--- Task description ---
Could you write out the lines from the one with "Every <instance> block" up to and including the one with "positive clicks: (219, 198) (100, 223)", swapping "approximate" for "loose" and keeping everything else the same?

-- -- --

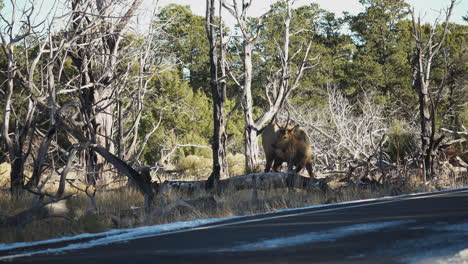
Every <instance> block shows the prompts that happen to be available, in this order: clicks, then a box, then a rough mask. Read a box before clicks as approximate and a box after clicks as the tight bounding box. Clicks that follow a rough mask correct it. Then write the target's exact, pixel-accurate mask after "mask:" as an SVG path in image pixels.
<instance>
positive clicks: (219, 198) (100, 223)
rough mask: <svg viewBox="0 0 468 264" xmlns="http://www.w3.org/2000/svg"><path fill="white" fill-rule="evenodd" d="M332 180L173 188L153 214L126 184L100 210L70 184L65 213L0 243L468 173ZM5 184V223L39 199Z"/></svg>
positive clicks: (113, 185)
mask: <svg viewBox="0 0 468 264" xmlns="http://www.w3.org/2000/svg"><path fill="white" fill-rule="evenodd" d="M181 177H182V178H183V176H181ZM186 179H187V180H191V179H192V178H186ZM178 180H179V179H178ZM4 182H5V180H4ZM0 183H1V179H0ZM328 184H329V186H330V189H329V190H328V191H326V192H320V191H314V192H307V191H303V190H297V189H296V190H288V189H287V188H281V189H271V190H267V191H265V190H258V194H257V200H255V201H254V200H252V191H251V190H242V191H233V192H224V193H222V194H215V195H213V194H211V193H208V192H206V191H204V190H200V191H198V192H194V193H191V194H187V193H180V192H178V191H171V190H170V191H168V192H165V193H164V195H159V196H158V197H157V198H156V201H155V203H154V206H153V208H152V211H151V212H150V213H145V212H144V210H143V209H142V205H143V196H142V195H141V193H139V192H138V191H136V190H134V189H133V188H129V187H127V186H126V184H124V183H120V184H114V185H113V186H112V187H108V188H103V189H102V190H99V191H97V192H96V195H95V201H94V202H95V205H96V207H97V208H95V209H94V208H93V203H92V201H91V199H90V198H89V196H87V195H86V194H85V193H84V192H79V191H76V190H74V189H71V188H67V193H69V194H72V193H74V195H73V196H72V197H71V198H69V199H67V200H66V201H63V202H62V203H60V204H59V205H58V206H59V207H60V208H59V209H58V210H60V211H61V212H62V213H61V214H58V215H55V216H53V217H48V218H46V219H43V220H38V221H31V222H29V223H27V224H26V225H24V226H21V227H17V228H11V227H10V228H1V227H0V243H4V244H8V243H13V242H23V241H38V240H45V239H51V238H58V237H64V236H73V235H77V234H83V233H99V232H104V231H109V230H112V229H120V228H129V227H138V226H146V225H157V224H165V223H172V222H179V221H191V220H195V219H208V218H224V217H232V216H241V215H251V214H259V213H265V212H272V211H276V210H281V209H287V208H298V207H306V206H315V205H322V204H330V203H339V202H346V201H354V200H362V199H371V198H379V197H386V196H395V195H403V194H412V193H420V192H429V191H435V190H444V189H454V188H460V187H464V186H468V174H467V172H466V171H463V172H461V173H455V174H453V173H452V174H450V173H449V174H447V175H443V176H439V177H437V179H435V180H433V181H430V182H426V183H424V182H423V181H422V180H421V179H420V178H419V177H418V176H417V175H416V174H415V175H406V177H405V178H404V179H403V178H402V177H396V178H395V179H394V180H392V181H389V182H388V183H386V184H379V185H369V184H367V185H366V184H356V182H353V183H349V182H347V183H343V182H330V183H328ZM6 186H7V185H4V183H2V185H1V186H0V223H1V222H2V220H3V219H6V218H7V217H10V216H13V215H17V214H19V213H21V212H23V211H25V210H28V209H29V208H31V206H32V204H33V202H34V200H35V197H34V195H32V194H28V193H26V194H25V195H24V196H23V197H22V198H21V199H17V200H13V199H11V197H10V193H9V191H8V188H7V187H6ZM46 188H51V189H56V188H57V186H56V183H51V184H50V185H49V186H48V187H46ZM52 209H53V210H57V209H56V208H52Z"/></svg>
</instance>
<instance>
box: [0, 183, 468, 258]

-- -- --

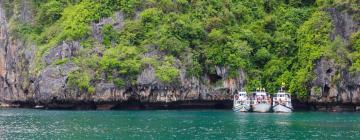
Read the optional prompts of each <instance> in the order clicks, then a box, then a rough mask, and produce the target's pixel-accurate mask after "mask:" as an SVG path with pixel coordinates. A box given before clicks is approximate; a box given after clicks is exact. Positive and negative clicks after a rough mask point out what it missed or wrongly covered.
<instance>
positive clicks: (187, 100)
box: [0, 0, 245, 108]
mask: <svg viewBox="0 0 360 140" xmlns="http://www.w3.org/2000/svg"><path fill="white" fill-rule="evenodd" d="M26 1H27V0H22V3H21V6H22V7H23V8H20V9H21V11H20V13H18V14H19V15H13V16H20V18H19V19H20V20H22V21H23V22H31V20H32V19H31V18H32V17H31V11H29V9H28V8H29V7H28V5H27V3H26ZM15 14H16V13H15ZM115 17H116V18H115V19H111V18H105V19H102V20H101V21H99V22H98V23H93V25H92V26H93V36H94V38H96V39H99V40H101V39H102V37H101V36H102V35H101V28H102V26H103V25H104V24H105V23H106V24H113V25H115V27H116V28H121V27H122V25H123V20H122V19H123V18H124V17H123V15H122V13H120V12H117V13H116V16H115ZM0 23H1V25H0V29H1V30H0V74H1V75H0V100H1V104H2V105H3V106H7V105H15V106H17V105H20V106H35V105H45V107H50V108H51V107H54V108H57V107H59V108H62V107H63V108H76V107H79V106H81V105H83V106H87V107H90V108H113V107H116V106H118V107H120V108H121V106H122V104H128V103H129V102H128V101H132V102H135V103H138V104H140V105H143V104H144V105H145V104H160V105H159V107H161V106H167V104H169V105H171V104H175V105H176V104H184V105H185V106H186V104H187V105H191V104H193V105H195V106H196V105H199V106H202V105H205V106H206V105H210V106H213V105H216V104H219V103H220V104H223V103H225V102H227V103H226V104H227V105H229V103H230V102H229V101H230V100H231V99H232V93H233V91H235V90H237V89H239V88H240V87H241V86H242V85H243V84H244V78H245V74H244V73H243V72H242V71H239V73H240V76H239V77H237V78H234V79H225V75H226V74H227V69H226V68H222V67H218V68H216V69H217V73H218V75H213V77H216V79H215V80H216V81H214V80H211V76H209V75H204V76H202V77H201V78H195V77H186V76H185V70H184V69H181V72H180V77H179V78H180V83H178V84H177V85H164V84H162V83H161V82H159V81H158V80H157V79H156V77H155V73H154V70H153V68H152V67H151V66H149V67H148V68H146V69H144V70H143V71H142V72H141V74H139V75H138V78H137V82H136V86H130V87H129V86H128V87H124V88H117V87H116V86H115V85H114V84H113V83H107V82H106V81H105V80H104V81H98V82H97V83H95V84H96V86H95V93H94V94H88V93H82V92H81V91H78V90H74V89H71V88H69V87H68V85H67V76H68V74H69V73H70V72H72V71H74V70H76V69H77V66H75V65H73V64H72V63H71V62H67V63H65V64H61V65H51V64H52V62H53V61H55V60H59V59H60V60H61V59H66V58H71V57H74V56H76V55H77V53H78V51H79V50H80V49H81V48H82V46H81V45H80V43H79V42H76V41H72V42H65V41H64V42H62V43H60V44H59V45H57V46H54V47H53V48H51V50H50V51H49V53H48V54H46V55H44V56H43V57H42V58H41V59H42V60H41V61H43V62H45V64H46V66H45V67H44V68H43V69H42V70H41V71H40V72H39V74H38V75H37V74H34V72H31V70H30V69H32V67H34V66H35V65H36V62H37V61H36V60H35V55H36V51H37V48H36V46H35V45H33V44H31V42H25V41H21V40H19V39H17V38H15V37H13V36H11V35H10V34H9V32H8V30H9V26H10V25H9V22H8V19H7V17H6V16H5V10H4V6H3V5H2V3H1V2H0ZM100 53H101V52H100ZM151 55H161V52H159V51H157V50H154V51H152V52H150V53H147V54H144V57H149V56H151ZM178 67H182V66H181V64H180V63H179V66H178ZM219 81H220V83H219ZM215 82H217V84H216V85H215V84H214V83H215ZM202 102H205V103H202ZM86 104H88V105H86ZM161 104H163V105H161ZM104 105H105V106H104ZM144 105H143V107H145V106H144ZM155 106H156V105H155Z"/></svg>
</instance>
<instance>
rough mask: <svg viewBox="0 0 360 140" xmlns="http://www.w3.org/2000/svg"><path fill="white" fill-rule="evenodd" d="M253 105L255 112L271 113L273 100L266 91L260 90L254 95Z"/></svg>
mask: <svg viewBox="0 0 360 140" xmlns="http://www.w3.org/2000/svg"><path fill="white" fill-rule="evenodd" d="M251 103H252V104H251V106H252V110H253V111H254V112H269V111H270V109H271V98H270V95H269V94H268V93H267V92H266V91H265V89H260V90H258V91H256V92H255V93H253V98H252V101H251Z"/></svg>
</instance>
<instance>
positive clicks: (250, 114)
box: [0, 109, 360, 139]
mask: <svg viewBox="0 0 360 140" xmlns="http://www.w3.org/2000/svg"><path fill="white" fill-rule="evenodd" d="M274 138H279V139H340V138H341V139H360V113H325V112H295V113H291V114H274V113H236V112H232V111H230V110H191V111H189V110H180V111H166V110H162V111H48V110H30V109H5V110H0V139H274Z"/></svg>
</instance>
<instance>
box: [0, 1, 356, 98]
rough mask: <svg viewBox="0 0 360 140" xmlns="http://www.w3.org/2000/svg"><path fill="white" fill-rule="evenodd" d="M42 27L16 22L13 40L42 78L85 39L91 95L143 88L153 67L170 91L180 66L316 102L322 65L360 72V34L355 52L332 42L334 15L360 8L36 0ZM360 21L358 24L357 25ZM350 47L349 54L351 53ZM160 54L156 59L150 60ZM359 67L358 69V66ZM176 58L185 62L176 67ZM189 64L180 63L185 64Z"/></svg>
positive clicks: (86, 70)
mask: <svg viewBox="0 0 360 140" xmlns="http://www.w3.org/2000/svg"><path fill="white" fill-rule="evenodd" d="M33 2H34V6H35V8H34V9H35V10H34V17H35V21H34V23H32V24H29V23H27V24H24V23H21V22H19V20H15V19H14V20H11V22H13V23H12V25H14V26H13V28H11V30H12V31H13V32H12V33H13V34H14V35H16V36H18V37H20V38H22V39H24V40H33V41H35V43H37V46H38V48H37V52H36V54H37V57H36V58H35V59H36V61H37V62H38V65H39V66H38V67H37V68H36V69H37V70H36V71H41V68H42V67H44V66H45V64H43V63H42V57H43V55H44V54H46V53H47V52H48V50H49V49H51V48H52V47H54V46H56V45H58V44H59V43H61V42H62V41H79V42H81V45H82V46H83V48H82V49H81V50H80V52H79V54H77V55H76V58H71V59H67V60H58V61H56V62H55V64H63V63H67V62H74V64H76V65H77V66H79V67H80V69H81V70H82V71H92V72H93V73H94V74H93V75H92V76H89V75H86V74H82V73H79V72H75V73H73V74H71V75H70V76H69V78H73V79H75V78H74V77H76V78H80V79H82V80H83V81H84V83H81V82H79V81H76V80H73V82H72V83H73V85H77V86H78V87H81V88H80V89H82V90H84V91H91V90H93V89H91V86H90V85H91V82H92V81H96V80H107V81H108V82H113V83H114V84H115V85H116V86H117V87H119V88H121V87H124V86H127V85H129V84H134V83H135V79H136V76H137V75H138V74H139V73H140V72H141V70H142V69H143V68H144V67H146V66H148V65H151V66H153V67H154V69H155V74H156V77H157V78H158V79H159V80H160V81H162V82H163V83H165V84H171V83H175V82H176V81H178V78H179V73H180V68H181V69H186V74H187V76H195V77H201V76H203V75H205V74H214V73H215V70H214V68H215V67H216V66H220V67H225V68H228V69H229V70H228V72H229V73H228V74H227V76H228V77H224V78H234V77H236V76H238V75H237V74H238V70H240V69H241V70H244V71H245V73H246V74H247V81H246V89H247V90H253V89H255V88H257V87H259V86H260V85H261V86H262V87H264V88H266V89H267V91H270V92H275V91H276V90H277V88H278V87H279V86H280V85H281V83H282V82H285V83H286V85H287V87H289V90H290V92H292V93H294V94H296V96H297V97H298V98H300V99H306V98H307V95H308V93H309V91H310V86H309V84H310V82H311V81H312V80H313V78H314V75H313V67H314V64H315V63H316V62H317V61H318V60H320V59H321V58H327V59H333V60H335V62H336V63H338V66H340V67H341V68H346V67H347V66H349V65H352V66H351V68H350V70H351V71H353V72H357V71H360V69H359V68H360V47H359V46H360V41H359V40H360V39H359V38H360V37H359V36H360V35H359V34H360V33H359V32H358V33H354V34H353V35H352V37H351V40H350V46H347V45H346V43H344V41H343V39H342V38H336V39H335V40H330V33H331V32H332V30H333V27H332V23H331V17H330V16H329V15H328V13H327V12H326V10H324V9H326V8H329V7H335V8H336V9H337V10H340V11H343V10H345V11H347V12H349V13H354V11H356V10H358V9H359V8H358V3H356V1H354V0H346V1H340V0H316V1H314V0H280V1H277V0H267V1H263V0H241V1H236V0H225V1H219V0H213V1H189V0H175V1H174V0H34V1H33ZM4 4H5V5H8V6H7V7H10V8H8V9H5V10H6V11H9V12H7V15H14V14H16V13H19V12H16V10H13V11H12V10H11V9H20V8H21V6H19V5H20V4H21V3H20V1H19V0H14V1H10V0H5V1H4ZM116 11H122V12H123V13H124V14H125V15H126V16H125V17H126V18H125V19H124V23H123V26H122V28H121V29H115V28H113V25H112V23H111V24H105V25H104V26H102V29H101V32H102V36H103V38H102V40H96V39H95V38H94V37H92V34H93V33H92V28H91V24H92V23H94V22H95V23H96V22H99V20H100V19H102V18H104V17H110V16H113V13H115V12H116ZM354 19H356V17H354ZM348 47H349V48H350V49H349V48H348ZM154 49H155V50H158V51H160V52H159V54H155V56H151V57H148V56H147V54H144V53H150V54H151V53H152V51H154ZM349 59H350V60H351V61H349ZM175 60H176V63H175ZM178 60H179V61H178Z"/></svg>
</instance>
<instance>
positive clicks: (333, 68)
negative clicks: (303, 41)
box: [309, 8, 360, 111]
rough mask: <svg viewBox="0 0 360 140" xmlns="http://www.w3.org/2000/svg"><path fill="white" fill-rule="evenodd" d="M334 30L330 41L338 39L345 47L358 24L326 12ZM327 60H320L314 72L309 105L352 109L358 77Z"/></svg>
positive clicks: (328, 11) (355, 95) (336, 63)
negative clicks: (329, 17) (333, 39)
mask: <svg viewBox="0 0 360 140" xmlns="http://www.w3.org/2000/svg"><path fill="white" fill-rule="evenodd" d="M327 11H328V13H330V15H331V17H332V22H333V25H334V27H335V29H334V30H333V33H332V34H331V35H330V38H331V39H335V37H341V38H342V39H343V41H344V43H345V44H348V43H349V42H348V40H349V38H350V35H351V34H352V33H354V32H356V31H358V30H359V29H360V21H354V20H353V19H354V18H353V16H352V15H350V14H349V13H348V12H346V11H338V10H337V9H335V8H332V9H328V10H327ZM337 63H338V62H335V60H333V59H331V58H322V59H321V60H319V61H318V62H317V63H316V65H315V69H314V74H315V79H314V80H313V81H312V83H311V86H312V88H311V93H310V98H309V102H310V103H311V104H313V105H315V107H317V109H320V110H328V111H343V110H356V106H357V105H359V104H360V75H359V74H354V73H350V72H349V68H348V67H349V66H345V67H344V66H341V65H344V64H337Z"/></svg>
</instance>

-- -- --

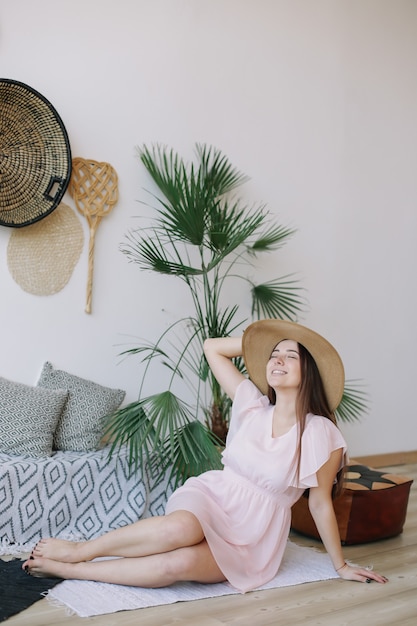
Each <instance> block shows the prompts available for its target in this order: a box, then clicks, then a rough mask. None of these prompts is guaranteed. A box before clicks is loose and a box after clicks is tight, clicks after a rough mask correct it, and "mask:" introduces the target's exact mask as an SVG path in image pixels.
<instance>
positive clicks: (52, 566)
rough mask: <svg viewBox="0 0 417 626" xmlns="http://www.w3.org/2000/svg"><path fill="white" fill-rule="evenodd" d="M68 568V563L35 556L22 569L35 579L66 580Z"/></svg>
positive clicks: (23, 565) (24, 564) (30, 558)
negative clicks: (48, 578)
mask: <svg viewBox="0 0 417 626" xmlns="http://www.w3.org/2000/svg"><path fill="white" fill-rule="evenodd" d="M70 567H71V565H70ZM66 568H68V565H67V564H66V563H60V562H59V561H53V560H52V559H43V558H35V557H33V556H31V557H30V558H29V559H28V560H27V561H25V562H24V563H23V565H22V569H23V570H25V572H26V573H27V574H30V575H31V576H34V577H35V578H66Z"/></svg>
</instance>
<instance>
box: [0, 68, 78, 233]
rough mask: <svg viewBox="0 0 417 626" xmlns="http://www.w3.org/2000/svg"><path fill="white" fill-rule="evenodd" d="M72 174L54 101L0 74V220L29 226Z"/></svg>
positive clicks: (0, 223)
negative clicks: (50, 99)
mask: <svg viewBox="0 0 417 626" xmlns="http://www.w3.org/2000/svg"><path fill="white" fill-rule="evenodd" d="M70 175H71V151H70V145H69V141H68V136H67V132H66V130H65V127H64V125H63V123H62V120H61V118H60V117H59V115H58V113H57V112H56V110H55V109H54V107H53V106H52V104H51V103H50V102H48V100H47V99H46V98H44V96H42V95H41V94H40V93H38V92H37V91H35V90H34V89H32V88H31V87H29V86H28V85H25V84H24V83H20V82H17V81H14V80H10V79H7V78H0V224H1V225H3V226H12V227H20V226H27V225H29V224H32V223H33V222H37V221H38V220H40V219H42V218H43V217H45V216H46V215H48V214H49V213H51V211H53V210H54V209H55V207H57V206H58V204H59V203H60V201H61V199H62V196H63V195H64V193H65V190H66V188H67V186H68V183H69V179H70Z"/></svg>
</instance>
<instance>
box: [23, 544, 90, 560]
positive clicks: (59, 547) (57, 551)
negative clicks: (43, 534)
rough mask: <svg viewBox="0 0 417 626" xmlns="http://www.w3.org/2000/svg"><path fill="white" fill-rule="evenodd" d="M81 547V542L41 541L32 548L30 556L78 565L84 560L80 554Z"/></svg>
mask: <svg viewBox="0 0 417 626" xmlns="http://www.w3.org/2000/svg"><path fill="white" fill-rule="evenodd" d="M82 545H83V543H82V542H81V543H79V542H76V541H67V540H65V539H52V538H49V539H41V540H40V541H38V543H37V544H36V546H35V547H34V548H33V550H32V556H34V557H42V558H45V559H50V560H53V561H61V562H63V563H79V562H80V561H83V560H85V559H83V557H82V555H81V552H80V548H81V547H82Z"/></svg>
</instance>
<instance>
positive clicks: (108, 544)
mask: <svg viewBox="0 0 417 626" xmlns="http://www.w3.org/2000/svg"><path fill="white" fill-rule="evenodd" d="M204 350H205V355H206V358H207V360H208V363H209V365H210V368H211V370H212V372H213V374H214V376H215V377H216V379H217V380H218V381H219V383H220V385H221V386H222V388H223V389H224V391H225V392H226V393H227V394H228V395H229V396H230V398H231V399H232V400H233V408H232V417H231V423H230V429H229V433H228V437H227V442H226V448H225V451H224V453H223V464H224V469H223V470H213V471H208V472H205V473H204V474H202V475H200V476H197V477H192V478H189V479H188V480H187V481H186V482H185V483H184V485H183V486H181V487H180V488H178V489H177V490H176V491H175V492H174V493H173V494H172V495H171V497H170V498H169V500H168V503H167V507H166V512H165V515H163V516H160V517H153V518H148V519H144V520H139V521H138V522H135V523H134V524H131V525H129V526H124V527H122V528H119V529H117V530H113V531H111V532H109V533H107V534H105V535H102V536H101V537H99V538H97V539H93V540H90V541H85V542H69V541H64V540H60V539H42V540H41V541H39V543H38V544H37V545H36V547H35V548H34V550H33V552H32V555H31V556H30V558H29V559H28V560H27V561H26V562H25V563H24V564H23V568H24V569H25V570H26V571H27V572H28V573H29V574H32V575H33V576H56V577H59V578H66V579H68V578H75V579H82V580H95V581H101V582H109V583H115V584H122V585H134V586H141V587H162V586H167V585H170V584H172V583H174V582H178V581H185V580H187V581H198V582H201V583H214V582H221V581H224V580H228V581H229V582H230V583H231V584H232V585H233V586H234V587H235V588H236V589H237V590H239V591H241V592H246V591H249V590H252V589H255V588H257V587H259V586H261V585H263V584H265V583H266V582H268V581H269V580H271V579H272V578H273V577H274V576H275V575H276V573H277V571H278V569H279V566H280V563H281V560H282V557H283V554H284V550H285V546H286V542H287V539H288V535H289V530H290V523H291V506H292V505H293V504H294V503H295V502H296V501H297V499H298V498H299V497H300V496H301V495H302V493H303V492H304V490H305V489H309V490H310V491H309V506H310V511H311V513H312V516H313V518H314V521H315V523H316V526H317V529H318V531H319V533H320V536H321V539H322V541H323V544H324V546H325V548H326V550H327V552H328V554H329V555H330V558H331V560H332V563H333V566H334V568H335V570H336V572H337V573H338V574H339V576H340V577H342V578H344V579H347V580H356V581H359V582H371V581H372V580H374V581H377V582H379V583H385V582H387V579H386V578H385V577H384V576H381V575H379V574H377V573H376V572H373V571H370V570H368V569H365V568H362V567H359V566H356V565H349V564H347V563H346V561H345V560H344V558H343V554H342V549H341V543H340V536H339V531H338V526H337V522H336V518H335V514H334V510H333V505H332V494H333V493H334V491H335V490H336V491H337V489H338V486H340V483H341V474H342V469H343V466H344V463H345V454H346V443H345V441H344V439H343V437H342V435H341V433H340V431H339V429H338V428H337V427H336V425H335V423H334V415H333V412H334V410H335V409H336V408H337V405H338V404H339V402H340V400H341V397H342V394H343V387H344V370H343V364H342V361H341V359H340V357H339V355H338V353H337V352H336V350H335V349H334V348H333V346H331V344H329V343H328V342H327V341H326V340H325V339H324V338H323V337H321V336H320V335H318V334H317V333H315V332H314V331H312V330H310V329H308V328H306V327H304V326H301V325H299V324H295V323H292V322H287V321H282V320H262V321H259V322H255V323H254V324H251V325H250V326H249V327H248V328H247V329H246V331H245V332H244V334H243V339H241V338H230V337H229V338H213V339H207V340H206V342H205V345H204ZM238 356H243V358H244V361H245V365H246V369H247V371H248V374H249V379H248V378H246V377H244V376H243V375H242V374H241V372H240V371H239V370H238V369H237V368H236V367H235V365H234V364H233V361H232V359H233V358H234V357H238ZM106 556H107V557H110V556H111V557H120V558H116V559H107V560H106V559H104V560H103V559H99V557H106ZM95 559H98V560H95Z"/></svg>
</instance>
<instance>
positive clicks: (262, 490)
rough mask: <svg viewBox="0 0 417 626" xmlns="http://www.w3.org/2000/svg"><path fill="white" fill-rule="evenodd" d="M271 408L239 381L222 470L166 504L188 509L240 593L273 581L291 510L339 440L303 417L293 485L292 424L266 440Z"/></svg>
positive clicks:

-- -- --

--- Response box ---
Every <instance> block shows the prompts that happen to be available, in this order: clicks, then a box, then a rough mask. Read a box before clicks as loose and a box after clicks as the tight bounding box. Clicks that follow a rough mask correct it. Then write the target's exact, pixel-accurate mask after "mask:" as an SVG path in image pixels.
<instance>
positive clicks: (219, 198) (100, 223)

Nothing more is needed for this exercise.